*WHAT YOU NEED TO DO*.
a - From the competition write-up below, set down the stretch from "INTRODUCTION" through "merge with train and test.".
b - According to the competition write-up below, which single model was used?
c - Write the next part of the competition write-up below, picking up after its final line.

*GIVEN PASSAGE*.

Thanks @Amy_Bray and whole team @Zindi for everything you do. Congratulations also to all participants. The following is solo team Sinking Sand approach. Team name was adopted in anticipation of a major leaderboard shakeup that to some extent happened. Models not grounded on solid foundations would shake. I thought mine would be shaken badly and sink down the leaderboard-atleast now I see how lucky I was! Thanks to Zindi not including Cholera predictions in both public and private leaderboard evaluations.
INTRODUCTION
- All datasets are used
- No data reduction is done
- Only one model is used-Lightgbm
- No Post Processing is done to predictions
DATA CLEANING
- Duplicates: keep only the row with the maximum 'Total' value
- Drop nulls in water_sources-around 60 nulls
- Keep only the first four segments of facility ID to harmonize the column in both train and test
- Drop Lat and longitude features-did not have any predictive importance
MERGE
- Get anomalies & percent changes of all climate features in the extra datasets after grouping by 'lat_lon' before merging with train and test. These would later be powerful features for our models when we merge with train and test.
- Ckdetree was used to merge the data with the extra datasets
- Get 3 most nearest points to our location & also calculate their euclidian distances from our location.
- Integrate the climate features plus the anomaly and percent features of these three nearest points to our location
FEATURE ENGINEERING
- Monthly cyclical features-to capture the cyclical nature of months
- Used distances from the 3 nearest points from the location to create features such as Closest distance to water, toilet, and waste facilities of a certain location
- Group target encodings e.g. train.groupby(["Location", "Disease"])["Total"].median(). The problematic location (ID_0358ea0e-af2d-450e-8124-4144ca7860fa) in test but not in train was left as is (with NaNs)

*DATASET ENTRIES*.

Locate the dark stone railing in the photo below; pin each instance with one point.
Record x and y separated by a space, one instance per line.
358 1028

* * *

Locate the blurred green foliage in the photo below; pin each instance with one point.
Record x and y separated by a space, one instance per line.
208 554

==

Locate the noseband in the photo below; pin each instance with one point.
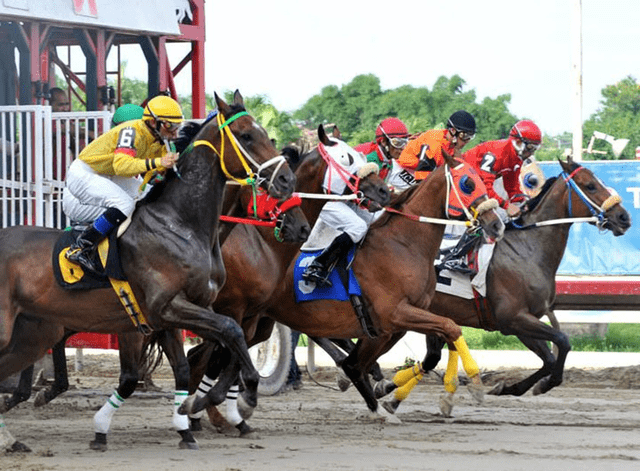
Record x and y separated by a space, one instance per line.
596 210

*TASK ANSWERS*.
a -
INTRODUCTION
- All datasets are used
- No data reduction is done
- Only one model is used-Lightgbm
- No Post Processing is done to predictions
DATA CLEANING
- Duplicates: keep only the row with the maximum 'Total' value
- Drop nulls in water_sources-around 60 nulls
- Keep only the first four segments of facility ID to harmonize the column in both train and test
- Drop Lat and longitude features-did not have any predictive importance
MERGE
- Get anomalies & percent changes of all climate features in the extra datasets after grouping by 'lat_lon' before merging with train and test. These would later be powerful features for our models when we merge with train and test.

b - Lightgbm was the only model used.

c -
- Geographical clustering using kmeans.
MODELLING
- Many models were tried initially, Lightgbm Regressor worked best comparatively
- Simple Train Test Splitting worked best comparitively
- Log transforming target was better than having raw targets
- A different fitting is done for different diseases
- On cross-validation:Diarrhoea had the highest MAE while dysentry had the least
- On test: Public Lb-around 5.6, Private LB-around 6.6
- No post processing was done
FINAL THOUGHTS
- Location & Disease grouped target encoding was the best feature in all disease scenarios
- I still feel data reduction if explored could have improved the results further
- Tuning lgbm parameters could improve the results further. Was not able to use provided credits due to errors-did not send an email for help though, my mistake!
It's loaded XD. Good job and congratulations!
Congratulations and thanks for sharing Julius!
Thanks for sharing and congratulations!
thanks for sharing and congrats
Thank you good people. You all did very well too brothers.